begin GIVEN DATA

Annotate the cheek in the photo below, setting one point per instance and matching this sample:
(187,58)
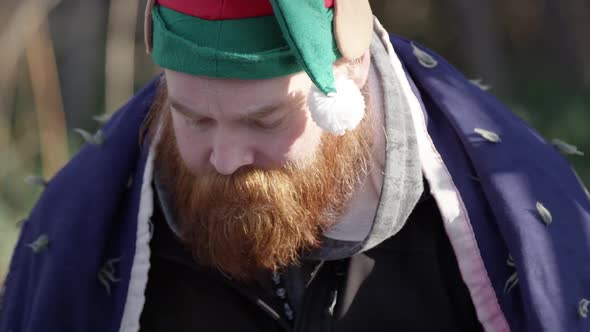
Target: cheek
(297,143)
(191,153)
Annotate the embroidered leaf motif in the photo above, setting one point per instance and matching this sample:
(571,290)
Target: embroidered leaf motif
(566,148)
(511,282)
(480,84)
(39,245)
(510,261)
(93,139)
(583,308)
(425,59)
(36,180)
(20,223)
(106,275)
(488,135)
(544,213)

end GIVEN DATA

Please reproduce all of the material above word for word, leaving out the picture.

FULL OUTPUT:
Annotate the cheek in the photo below, setting one point per instance and matching this sample:
(187,58)
Target: cheek
(297,143)
(191,153)
Annotate the embroidered leaf motif in the photo above, setting one point per instance and matching this sample:
(571,290)
Target: embroidered leaf motif
(566,148)
(511,282)
(480,84)
(39,245)
(510,261)
(93,139)
(583,308)
(425,59)
(36,180)
(20,223)
(106,275)
(488,135)
(544,213)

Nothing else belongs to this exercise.